- [About this task] According to the text below about the singer Emaa, what was the title of her first studio album, and on what date was it released?

- [Provided text]
-- Opening Marker --
Background information
- Also known as: EM44; EM;
- Born: Emanuela Alexa 2 April 1992 (age 34) Lugoj, Romania
- Occupations: Singer; Songwriter;
- Years active: 2015–present
- Musical career
- Genres: Alternative pop;
- Instrument: Vocals
- Label: Global

= Emaa =

Romanian singer and songwriter

Emanuela Alexa (born April 2, 1992), known professionally as Emaa (stylized in all caps), is a Romanian singer and songwriter. She became known in 2020 after the release of the song "Insula", in collaboration with The Motans, which brought her collaboration with Global Records.

==Life and career==
Emanuela Alexa was born on April 2, 1992, in Lugoj, Romania. Emaa started singing as a child, being encouraged by her mother and grandparents. At the age of three, she participated in Tip Top MiniTop, a televised children's talent contest. She finished high school in her hometown and moved to Timișoara, where she studied at the Faculty of Sociology and Psychology at West University.

After graduating from college, Emaa started playing with the alternative rock band BAB from Timişoara as a composer and vocal soloist. In 2015, she began a long-term collaboration with Silent Strike and released her first single, "Mâine", with Deliric.

In 2017, Emaa was the female voice in the tracks on the album released by Silent Strike and entitled It`s Not Safe To Turn Off Your Computer.

In 2018, she worked with Silent Strike, Deliric, Seek Music and Paul Parker on the soundtrack for the HBO-based Hackerville television series.

In 2020, after signing with Global Records, she had a collaboration with Sickotoy for the song "Gasolina".

In October 2020, The Motans and Emaa released the song "Insula". On December 1, 2020, the artist released her first studio album, Macii înfloresc iarna, which contains four songs performed by Emaa and three collaborations with Bastien, Bruja and Killa Fonic.
-- Closing Marker --
[Saved entries]
-- Opening Marker --
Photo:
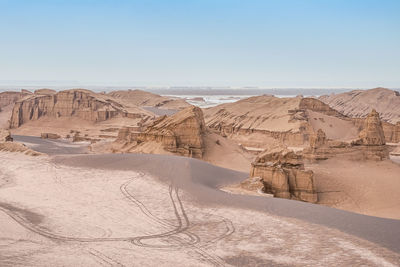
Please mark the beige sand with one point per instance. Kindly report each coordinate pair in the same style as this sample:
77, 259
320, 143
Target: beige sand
56, 215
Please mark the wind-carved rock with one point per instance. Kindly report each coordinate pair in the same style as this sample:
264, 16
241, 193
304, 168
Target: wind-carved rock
8, 98
181, 133
283, 175
7, 145
79, 103
318, 140
372, 139
5, 136
372, 134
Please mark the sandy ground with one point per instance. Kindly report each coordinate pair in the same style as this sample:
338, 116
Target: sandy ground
59, 215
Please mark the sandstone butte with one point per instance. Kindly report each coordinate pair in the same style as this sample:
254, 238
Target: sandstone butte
146, 99
282, 171
7, 144
283, 175
370, 143
80, 103
263, 120
358, 103
181, 134
9, 98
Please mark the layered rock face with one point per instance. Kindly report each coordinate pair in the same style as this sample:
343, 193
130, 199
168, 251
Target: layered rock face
372, 134
369, 145
7, 144
8, 98
318, 140
5, 136
181, 133
79, 103
283, 120
283, 175
358, 103
146, 99
372, 138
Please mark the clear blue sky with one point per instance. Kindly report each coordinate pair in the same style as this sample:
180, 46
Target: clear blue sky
281, 43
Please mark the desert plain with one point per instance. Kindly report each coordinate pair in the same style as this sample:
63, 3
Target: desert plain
131, 178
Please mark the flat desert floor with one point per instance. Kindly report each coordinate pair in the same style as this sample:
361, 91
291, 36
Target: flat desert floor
57, 214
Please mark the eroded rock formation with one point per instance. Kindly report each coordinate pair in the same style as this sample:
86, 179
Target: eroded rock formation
283, 120
283, 175
49, 136
358, 103
372, 134
7, 145
181, 133
8, 98
5, 136
79, 103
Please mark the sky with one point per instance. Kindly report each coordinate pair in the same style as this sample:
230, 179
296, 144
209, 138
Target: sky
281, 43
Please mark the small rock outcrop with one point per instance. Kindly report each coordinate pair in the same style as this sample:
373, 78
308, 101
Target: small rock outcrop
5, 136
372, 134
8, 98
181, 133
318, 140
49, 136
283, 175
7, 145
372, 138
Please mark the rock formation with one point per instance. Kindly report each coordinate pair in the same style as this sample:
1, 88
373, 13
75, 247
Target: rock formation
79, 103
8, 98
181, 133
358, 103
372, 133
5, 136
318, 140
283, 120
146, 99
372, 139
49, 136
283, 175
7, 145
-- Closing Marker --
- [Task solution] Her first studio album, Macii înfloresc iarna, was released on December 1, 2020.